Point annotation dataset records:
§ §
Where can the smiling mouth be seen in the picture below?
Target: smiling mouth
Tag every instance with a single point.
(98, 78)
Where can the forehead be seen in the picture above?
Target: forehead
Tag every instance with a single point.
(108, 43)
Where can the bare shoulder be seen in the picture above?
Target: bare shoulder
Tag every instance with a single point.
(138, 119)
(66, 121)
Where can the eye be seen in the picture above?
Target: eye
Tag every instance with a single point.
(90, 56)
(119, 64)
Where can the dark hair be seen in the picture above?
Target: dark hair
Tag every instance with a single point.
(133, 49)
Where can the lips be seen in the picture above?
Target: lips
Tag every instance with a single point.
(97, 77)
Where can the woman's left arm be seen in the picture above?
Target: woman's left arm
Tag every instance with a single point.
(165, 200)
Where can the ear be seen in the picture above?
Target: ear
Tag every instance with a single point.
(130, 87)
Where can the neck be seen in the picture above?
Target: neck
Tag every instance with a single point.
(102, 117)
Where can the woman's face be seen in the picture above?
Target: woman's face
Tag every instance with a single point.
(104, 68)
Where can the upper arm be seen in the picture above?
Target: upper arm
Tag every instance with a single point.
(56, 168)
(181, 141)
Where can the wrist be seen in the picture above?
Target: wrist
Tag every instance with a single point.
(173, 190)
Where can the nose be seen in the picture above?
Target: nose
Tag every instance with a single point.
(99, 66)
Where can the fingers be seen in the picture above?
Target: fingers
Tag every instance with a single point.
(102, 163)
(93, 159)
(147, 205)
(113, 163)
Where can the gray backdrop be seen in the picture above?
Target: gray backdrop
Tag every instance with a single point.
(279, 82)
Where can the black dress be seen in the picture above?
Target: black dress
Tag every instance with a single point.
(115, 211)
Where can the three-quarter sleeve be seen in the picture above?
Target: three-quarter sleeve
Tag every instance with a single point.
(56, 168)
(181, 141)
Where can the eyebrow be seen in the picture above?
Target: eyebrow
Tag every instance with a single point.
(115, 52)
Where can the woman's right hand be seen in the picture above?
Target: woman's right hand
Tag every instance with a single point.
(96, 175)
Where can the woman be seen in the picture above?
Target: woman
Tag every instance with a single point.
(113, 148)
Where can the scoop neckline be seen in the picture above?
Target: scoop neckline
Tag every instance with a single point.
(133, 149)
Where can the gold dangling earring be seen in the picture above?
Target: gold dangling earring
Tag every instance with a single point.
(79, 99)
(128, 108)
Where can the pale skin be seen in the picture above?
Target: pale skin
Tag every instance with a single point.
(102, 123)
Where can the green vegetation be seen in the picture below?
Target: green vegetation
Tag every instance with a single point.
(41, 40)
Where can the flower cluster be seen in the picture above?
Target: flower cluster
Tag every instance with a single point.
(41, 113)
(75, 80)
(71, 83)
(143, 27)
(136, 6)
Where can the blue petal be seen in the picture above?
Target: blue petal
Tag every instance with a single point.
§ §
The records above should be returned exactly.

Where can the smiling mouth be seen in the picture below?
Target: smiling mouth
Tag every instance with a single point.
(98, 78)
Where can the forehead be seen in the picture above?
Target: forehead
Tag every instance with a single point.
(108, 43)
Where can the bare shoulder be seen in the picture above?
Target: bare shoulder
Tag every instance with a single point.
(138, 119)
(66, 121)
Where can the eye be seen in the picture above?
Target: eye
Tag every instance with a single point.
(90, 56)
(119, 64)
Where can the dark hair be seen in the picture above?
Target: dark hair
Tag every instance with a single point.
(133, 49)
Where can the lips be seen in the picture above?
Target: lips
Tag every instance with a single point.
(97, 77)
Where can the woman's left arm be seen in the picture above?
Target: woman's left arm
Tag every instance with a single point.
(165, 200)
Where can the ear be seen in the picture above?
Target: ear
Tag every instance with a single point.
(130, 87)
Where can the neck be seen in the picture above?
Target: neck
Tag every instance with a single point.
(102, 117)
Where can the woman's face be seen in the picture above?
Target: woman's face
Tag every instance with a single point.
(104, 68)
Where can the upper arm be seen in the picture above?
Target: upper arm
Tag every instance with a single point.
(56, 168)
(181, 141)
Where can the wrist be seen in the picture above?
Target: wrist
Tag every instance with a single point.
(173, 190)
Where can the nose be seen in the picture above?
Target: nose
Tag every instance with a single point.
(99, 66)
Where can the fingers be seen in the picture above?
Target: fingers
Tag every instance with a single point.
(102, 163)
(93, 159)
(147, 205)
(113, 163)
Where can the gray backdrop be seen in the picture above?
Target: gray backdrop
Tag every instance with a single point.
(279, 82)
Where can the black dress be seen in the picture above?
Target: black dress
Tag every instance with a single point.
(115, 211)
Where can the three-quarter sleeve be seen in the picture above?
Target: three-quarter sleeve
Tag every instance with a single point.
(56, 168)
(181, 141)
Where can the eyebrow be seen in the picture above?
Target: eyebrow
Tag every instance with a single point.
(115, 52)
Where can the woman's right hand be seen in the picture above?
Target: woman's right hand
Tag every instance with a single point.
(96, 175)
Where can the woman be seen in the picture above?
Target: woman
Tag every instance with a single point.
(113, 148)
Where can the scoop neckline be seen in the picture above?
Target: scoop neckline
Tag every instance with a single point.
(133, 149)
Where can the gold dangling earring be seen in the picture above?
Target: gold dangling earring
Tag every instance with a single point.
(79, 99)
(128, 108)
Where can the pale skin be seen in the picture above?
Target: pale skin
Tag every instance with a single point.
(102, 123)
Where can the green vegetation be seen in the picture below?
Target: green vegetation
Tag every instance with a single point.
(41, 40)
Where can the flower cluster be seen in the picture above?
Target: flower cluster
Tag every instance with a single point.
(41, 113)
(75, 80)
(71, 83)
(143, 27)
(136, 6)
Where can the blue petal be seen in the picture above?
Target: blue petal
Tag every instance with a single point.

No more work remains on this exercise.